**THE TASK**
Can you return, word for word, the passage in the text on brain structure below that runs from "It may be that these" up to and including "support that interconnectedness."?

**TEXT UNDER STUDY**
The views expressed are those of the author and are not necessarily those of Scientific American.

At their most fundamental level, brains are made up of neurons. And those neurons collectively comprise the two main types of brain tissue: white matter is made up primarily of axons, and grey matter is made up of synapses, or the connections between neurons. (Want a primer on the neuron? Check out this explainer post by Scicurious)

The grey matter is highlighted separately from the white matter, and then both images are combined.

Grey matter exists as a thin, relatively flat sheet covering the rest of the brain, and is referred to as the cortex. When you compare the brains of different mammal species, you find that certain measurements of brain structure scale in similar ways. In other words, variables like grey matter volume, total number of synapses, white matter volume, number of neurons, surface area, axon diameter, and number of distinct cortical “areas” maintain common mathematical relationships with each other, whether you’re looking at the brains of mice, rabbits, dogs, cats, hyenas, kangaroos, bats, sloths, bonobos, or humans. For example, comparing the brains of different mammal species, for every S additional units of cortical surface area, there is a number of additional neurons N equal to S0.75 multiplied by a constant, b. In other words, as S increases, N (the total number of neurons) increases in proportion to S0.75.

The specifics aren’t important, so let’s make this a little bit less mathematically opaque: there exists a relationship between the surface area of the brain and the number of neurons in that brain; that relationship can be described by the number 0.75. Similarly, there exists a relationship between the surface area of the brain and the number of synapses in that brain, and that relationship can be described by the number 1.125. There are similar numbers that describe the relationship between the brain’s surface area and the number of synapses per neuron, the average diameter of white matter axons, the average speed at which information travels along axons, and so on.

It may be that these mathematical relationships – or scaling laws – are a consequence of evolutionary selection for a sheet-like structure (recall that the cortex, or the brain’s grey matter, exists as a thin sheet resting on top of the rest of the brain). It may be that a thin sheet represents a particularly economical structure that simultaneously allows a high level of interconnectedness across the brain, and a low level of energy needed to support that interconnectedness.

**RECORD EXTRACTS**
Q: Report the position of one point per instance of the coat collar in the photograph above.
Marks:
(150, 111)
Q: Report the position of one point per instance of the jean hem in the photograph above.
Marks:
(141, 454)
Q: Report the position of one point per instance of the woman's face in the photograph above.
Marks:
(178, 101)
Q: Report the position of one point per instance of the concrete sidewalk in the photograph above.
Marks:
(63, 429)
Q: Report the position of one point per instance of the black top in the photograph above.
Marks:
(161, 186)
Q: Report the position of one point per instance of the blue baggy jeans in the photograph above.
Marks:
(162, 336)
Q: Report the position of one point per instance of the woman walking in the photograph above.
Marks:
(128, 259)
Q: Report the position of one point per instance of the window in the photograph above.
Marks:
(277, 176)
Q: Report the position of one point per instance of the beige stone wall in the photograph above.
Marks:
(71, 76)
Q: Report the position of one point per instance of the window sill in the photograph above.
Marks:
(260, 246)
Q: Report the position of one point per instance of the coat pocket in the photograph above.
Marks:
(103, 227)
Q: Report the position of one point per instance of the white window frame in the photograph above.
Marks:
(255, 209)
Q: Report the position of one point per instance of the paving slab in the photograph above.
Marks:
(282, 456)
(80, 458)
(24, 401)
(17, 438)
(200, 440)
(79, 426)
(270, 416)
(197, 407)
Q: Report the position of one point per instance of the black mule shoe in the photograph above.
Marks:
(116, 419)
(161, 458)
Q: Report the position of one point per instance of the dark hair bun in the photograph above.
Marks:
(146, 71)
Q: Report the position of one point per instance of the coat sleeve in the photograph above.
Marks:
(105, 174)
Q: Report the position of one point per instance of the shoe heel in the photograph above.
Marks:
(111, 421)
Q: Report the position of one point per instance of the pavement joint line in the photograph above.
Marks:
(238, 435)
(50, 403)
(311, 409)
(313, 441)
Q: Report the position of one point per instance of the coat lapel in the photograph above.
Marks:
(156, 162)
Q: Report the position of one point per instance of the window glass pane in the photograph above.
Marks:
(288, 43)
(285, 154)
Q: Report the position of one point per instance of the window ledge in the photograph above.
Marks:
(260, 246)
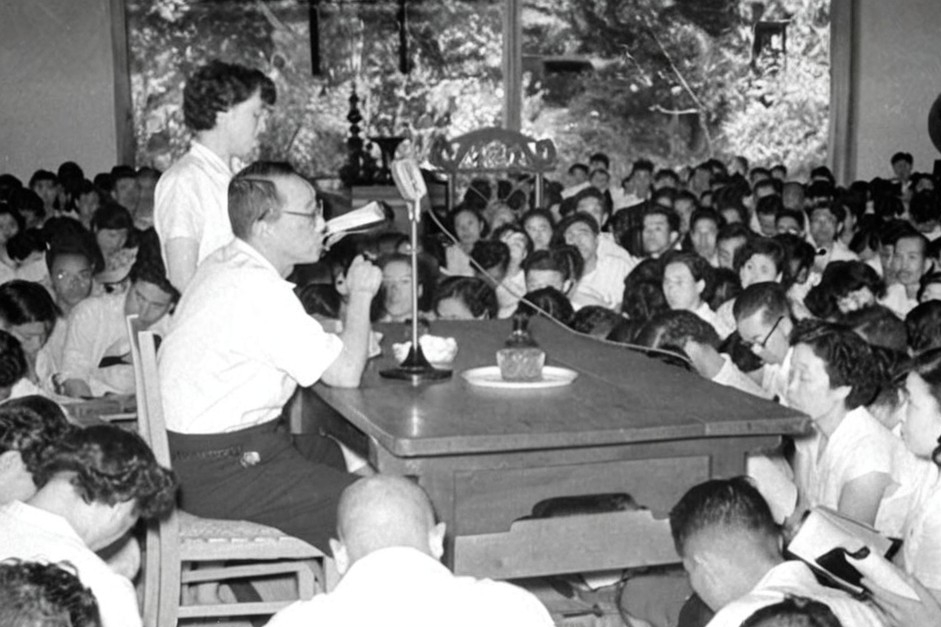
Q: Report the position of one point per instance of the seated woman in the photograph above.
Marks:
(96, 356)
(464, 298)
(28, 313)
(687, 284)
(852, 463)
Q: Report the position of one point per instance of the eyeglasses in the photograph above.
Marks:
(764, 342)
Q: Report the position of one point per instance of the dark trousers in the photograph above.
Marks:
(265, 475)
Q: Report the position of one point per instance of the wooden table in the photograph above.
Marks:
(627, 424)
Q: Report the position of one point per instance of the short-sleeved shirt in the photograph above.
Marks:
(795, 579)
(239, 344)
(34, 534)
(191, 201)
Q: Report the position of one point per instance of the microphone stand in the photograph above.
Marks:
(416, 367)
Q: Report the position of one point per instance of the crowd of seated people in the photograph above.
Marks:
(823, 298)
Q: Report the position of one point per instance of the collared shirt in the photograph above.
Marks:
(796, 579)
(191, 201)
(239, 345)
(97, 330)
(403, 587)
(30, 533)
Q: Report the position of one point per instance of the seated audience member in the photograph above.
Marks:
(38, 594)
(559, 267)
(29, 314)
(794, 611)
(547, 301)
(602, 279)
(826, 223)
(909, 264)
(113, 227)
(763, 320)
(538, 224)
(790, 221)
(852, 463)
(239, 322)
(729, 239)
(13, 369)
(921, 432)
(225, 105)
(595, 321)
(96, 356)
(703, 234)
(71, 272)
(700, 342)
(687, 284)
(731, 548)
(930, 287)
(661, 231)
(760, 260)
(95, 487)
(464, 298)
(879, 327)
(27, 438)
(513, 284)
(923, 326)
(387, 551)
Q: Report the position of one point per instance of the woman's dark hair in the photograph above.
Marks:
(112, 216)
(24, 302)
(111, 466)
(217, 87)
(794, 612)
(476, 294)
(550, 300)
(923, 324)
(13, 365)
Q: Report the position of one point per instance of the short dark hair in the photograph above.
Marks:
(734, 504)
(476, 294)
(550, 300)
(217, 87)
(149, 265)
(675, 328)
(253, 195)
(923, 324)
(111, 466)
(35, 434)
(794, 612)
(51, 595)
(847, 358)
(768, 298)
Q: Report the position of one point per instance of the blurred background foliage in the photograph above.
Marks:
(672, 80)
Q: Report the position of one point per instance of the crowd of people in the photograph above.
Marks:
(824, 298)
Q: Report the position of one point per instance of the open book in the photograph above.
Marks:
(845, 551)
(367, 216)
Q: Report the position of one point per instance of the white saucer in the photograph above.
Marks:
(489, 377)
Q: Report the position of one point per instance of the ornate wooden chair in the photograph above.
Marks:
(182, 539)
(494, 151)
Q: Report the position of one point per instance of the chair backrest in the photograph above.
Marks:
(162, 542)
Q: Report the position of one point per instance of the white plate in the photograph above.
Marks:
(489, 377)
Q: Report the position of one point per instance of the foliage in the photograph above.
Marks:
(672, 79)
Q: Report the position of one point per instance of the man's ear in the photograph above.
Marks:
(436, 540)
(340, 555)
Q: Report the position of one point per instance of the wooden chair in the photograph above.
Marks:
(183, 539)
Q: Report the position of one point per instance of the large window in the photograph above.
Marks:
(676, 81)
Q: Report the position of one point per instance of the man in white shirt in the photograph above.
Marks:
(99, 482)
(387, 550)
(763, 319)
(731, 549)
(239, 345)
(225, 106)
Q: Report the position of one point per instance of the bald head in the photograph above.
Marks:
(384, 511)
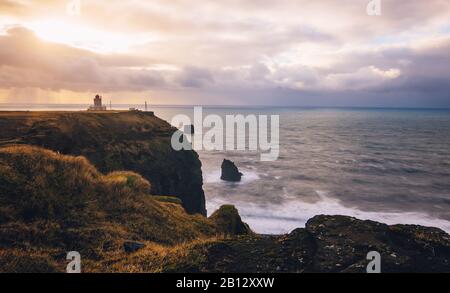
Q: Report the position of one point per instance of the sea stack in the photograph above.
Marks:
(230, 172)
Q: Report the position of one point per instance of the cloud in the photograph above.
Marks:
(264, 52)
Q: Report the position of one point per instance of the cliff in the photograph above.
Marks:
(111, 201)
(114, 141)
(51, 204)
(328, 244)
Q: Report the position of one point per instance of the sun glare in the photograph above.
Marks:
(77, 35)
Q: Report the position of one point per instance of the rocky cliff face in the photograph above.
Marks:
(134, 141)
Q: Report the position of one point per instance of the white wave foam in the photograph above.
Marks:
(292, 214)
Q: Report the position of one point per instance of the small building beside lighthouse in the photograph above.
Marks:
(98, 106)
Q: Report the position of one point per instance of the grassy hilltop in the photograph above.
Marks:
(114, 141)
(109, 186)
(51, 204)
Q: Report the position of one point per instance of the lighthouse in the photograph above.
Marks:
(97, 104)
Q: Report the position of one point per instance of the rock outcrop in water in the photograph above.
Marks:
(51, 203)
(114, 141)
(230, 172)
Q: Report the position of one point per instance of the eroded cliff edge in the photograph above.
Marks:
(114, 141)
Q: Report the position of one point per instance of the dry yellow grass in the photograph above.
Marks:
(51, 202)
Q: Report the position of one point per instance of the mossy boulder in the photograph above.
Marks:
(228, 221)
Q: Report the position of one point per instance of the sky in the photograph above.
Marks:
(226, 52)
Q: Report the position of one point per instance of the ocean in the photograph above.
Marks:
(387, 165)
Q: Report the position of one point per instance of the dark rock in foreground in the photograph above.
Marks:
(334, 244)
(229, 222)
(230, 172)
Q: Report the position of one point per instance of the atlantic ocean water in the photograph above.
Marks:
(387, 165)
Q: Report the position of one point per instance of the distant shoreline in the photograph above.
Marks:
(37, 106)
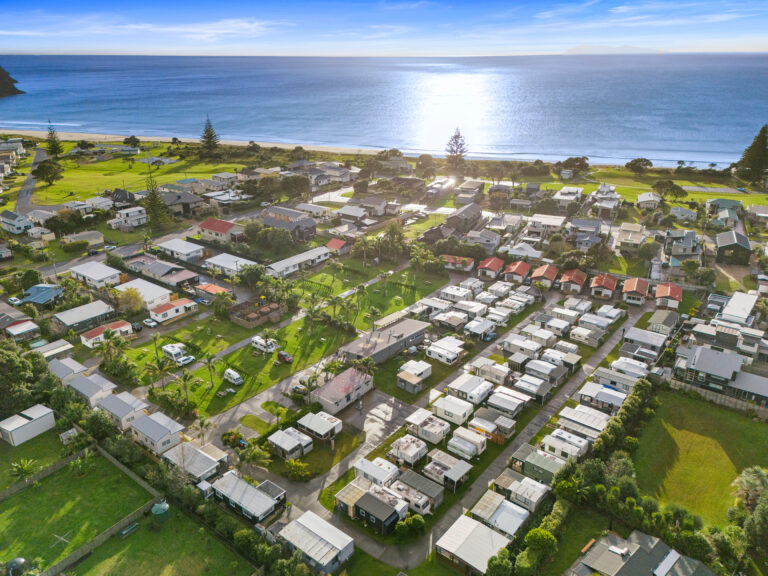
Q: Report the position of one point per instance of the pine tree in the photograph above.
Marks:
(454, 154)
(754, 161)
(157, 211)
(52, 141)
(209, 139)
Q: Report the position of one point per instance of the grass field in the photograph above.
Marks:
(178, 548)
(75, 508)
(681, 441)
(88, 180)
(44, 450)
(260, 371)
(582, 525)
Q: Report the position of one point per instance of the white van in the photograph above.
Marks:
(233, 377)
(262, 345)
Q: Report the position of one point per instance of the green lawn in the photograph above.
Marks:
(322, 458)
(582, 525)
(88, 180)
(260, 371)
(178, 548)
(44, 450)
(76, 509)
(681, 441)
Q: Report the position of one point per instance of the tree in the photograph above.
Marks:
(209, 140)
(157, 212)
(639, 165)
(754, 160)
(455, 151)
(49, 171)
(130, 300)
(52, 143)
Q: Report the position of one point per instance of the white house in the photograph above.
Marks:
(172, 309)
(181, 249)
(27, 424)
(95, 274)
(151, 294)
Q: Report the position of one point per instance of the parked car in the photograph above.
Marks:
(184, 360)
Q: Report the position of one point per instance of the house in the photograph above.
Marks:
(181, 250)
(683, 214)
(377, 471)
(447, 350)
(83, 317)
(517, 272)
(468, 545)
(601, 397)
(465, 218)
(156, 432)
(339, 247)
(122, 408)
(289, 444)
(490, 267)
(567, 195)
(27, 424)
(14, 223)
(94, 337)
(460, 263)
(446, 470)
(323, 547)
(427, 426)
(663, 322)
(172, 310)
(288, 266)
(384, 343)
(93, 237)
(222, 231)
(193, 461)
(732, 248)
(301, 226)
(321, 425)
(244, 497)
(638, 555)
(129, 218)
(488, 239)
(500, 514)
(603, 286)
(342, 390)
(96, 274)
(631, 237)
(573, 281)
(648, 201)
(545, 274)
(407, 450)
(151, 294)
(668, 296)
(452, 409)
(635, 291)
(227, 264)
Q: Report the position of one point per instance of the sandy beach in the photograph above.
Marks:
(74, 136)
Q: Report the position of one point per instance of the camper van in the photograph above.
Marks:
(262, 345)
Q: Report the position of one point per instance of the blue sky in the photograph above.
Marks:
(383, 27)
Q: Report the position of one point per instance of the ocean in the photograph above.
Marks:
(698, 108)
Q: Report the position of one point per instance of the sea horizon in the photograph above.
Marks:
(698, 107)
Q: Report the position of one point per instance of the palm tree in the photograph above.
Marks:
(203, 424)
(185, 380)
(22, 469)
(158, 371)
(210, 361)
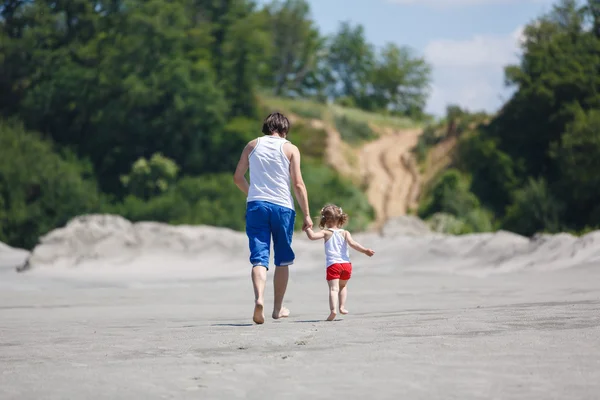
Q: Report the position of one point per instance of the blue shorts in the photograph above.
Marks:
(263, 220)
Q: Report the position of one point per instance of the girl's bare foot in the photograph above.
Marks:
(259, 315)
(283, 313)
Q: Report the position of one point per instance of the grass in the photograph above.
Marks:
(358, 121)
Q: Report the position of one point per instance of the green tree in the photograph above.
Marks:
(534, 209)
(297, 47)
(129, 89)
(149, 178)
(451, 195)
(351, 60)
(493, 176)
(400, 81)
(39, 190)
(578, 155)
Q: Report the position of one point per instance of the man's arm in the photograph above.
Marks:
(239, 177)
(314, 236)
(299, 186)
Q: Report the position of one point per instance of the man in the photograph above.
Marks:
(273, 162)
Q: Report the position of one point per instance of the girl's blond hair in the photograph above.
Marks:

**REPLY**
It may be that these mathematical relationships – or scaling laws – are a consequence of evolutionary selection for a sheet-like structure (recall that the cortex, or the brain’s grey matter, exists as a thin sheet resting on top of the rest of the brain). It may be that a thin sheet represents a particularly economical structure that simultaneously allows a high level of interconnectedness across the brain, and a low level of energy needed to support that interconnectedness.